[Referring expression grounding data]
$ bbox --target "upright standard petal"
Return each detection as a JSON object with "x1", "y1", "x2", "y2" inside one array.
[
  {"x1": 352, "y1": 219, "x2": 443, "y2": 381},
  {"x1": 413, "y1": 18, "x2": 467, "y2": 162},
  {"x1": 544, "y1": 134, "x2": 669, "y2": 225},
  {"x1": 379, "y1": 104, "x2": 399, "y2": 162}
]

> _Task prompt_
Repeat only the stretch of lines that opens with the line containing "Return each detection" and closes with the final line of the entries, both included, exactly as written.

> _Output_
Return each detection as a JSON object with "x1", "y1", "x2", "y2" inside one array.
[
  {"x1": 352, "y1": 219, "x2": 443, "y2": 381},
  {"x1": 413, "y1": 18, "x2": 467, "y2": 162},
  {"x1": 544, "y1": 134, "x2": 669, "y2": 225},
  {"x1": 379, "y1": 104, "x2": 399, "y2": 162}
]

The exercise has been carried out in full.